To do ->
The full set of entries is to be returned word for word.

[Stored data entries]
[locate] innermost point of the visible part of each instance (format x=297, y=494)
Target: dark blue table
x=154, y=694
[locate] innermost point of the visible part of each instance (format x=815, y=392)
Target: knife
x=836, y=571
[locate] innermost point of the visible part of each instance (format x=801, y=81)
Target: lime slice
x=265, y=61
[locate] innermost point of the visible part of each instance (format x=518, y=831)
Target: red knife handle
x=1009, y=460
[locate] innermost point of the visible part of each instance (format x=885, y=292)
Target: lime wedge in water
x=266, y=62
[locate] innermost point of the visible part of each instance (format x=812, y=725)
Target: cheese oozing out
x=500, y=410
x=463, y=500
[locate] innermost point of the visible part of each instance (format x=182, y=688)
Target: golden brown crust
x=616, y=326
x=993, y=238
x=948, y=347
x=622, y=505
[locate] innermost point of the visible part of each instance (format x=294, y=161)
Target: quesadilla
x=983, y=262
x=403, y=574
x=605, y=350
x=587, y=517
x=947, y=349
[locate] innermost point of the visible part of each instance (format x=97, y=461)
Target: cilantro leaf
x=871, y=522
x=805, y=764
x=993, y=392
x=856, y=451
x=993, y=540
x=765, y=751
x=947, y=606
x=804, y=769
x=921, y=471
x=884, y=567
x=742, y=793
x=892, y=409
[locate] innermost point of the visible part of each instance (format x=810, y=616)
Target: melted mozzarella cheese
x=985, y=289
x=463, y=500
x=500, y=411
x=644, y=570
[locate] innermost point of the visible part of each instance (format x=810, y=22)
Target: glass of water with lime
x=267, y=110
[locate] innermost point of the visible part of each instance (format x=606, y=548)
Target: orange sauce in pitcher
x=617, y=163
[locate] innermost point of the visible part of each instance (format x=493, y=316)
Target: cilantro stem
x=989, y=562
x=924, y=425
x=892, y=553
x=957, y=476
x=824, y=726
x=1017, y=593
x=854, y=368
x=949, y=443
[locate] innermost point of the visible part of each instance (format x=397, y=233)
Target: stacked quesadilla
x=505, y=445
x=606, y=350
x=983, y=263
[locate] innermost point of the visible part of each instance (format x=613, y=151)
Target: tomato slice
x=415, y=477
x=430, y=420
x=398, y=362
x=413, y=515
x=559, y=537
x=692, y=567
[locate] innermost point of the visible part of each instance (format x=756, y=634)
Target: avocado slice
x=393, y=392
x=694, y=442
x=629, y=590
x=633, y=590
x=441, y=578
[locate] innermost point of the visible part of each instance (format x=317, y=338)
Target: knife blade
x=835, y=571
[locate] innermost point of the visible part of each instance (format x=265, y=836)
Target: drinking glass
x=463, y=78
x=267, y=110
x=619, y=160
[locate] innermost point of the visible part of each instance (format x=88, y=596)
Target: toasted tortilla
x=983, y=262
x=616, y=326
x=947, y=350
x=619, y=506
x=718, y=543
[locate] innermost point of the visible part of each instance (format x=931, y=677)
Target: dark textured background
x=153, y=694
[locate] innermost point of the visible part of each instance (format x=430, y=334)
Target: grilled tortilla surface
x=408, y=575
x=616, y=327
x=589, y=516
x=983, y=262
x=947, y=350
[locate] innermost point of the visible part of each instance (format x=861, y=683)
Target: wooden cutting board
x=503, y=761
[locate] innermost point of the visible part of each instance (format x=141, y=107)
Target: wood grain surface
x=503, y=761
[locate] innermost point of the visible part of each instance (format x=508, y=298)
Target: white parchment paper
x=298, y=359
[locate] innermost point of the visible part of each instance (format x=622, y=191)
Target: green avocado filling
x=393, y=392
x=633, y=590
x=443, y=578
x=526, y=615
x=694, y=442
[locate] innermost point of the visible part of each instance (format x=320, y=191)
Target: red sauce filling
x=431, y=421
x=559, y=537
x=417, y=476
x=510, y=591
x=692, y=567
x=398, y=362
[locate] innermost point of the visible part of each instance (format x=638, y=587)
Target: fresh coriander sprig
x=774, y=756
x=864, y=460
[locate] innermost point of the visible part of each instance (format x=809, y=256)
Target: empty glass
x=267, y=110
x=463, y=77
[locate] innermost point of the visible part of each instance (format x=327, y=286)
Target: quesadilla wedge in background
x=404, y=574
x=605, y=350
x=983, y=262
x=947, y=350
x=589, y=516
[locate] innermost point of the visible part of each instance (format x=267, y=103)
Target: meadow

Final answer ->
[locate] innermost point of the visible part of each instance (format x=297, y=494)
Target: dark blue table
x=154, y=694
[locate] innermost point of the visible part of each instance (format x=815, y=392)
Target: knife
x=836, y=571
[locate] innermost point of the visible part of each instance (format x=801, y=81)
Target: lime slice
x=265, y=61
[locate] innermost point of the visible part of each instance (format x=518, y=831)
Target: red knife handle
x=1009, y=460
[locate] innermost point of the visible part of each instance (format x=885, y=292)
Target: lime wedge in water
x=266, y=62
[locate] innermost point of the visible part of each instance (format x=812, y=725)
Target: cheese oozing out
x=500, y=410
x=463, y=500
[locate] innermost point of the visible part of each instance (format x=182, y=688)
Target: golden brown crust
x=616, y=326
x=993, y=238
x=948, y=347
x=622, y=505
[locate] innermost point of the visible part of each instance (format x=294, y=161)
Target: quesadilla
x=983, y=262
x=403, y=574
x=605, y=350
x=587, y=517
x=947, y=349
[locate] innermost point of the visible part of each instance (format x=97, y=461)
Target: cilantro leaf
x=871, y=522
x=805, y=764
x=993, y=392
x=856, y=451
x=993, y=540
x=765, y=751
x=947, y=606
x=804, y=769
x=921, y=471
x=884, y=567
x=742, y=793
x=892, y=409
[locate] innermost point of the visible part of each instance (format x=810, y=616)
Target: melted mozzarella cheese
x=985, y=289
x=463, y=500
x=500, y=411
x=644, y=570
[locate] innermost point of the visible part of each instance (format x=810, y=22)
Target: glass of water with lime
x=267, y=110
[locate] innermost point of the visible part of each instance (format x=606, y=548)
Target: orange sauce in pitcher
x=617, y=163
[locate] innermost point of the visible part of each instance (format x=493, y=316)
Target: cilantro stem
x=989, y=562
x=924, y=425
x=892, y=553
x=957, y=476
x=824, y=726
x=1017, y=593
x=854, y=368
x=949, y=443
[locate] innermost point of the visible part of each instance (format x=397, y=233)
Target: stacked quesadilla
x=505, y=445
x=606, y=350
x=983, y=263
[locate] innermost point of the visible part of each instance (format x=613, y=151)
Target: tomato slice
x=415, y=477
x=430, y=420
x=398, y=362
x=413, y=515
x=559, y=537
x=692, y=567
[locate] innermost point of the visible part of each instance (format x=756, y=634)
Target: avocado slice
x=393, y=392
x=694, y=442
x=629, y=590
x=633, y=590
x=441, y=578
[locate] innermost point of the visible part of each instance (format x=317, y=338)
Target: knife blade
x=835, y=571
[locate] innermost point of the visible part of each instance (format x=265, y=836)
Target: drinking glass
x=463, y=78
x=267, y=110
x=619, y=160
[locate] innermost point of the visible part of each instance (format x=88, y=596)
Target: toasted tortilla
x=983, y=262
x=616, y=326
x=947, y=350
x=619, y=506
x=718, y=543
[locate] innermost point of the visible part of each instance (format x=931, y=677)
Target: dark textured background
x=153, y=694
[locate] innermost point of the visible part of each instance (format x=430, y=334)
Target: grilled tortilla surface
x=408, y=575
x=616, y=327
x=589, y=516
x=983, y=262
x=947, y=350
[locate] innermost point of the visible part of each instance (format x=861, y=683)
Target: wooden cutting board
x=503, y=761
[locate] innermost point of the visible part of each instance (format x=141, y=107)
Target: wood grain surface
x=503, y=761
[locate] innermost point of the visible part of each instance (format x=508, y=298)
Target: white parchment paper
x=298, y=359
[locate] innermost point of the visible part of each instance (format x=622, y=191)
Target: green avocado filling
x=393, y=392
x=633, y=590
x=443, y=578
x=526, y=615
x=694, y=442
[locate] innermost point of the visible part of each instance (format x=320, y=191)
Target: red sauce filling
x=431, y=421
x=559, y=537
x=417, y=476
x=510, y=591
x=692, y=567
x=398, y=362
[locate] innermost point of the visible part of each instance (format x=638, y=587)
Target: fresh coriander sprig
x=774, y=756
x=864, y=460
[locate] innermost point of the visible part of each instance (format x=809, y=256)
Target: empty glass
x=267, y=110
x=463, y=77
[locate] innermost point of the visible part of each instance (format x=327, y=286)
Target: quesadilla wedge in background
x=404, y=574
x=605, y=350
x=983, y=262
x=947, y=350
x=589, y=516
[locate] innermost point of the visible part of each instance (format x=267, y=103)
Target: meadow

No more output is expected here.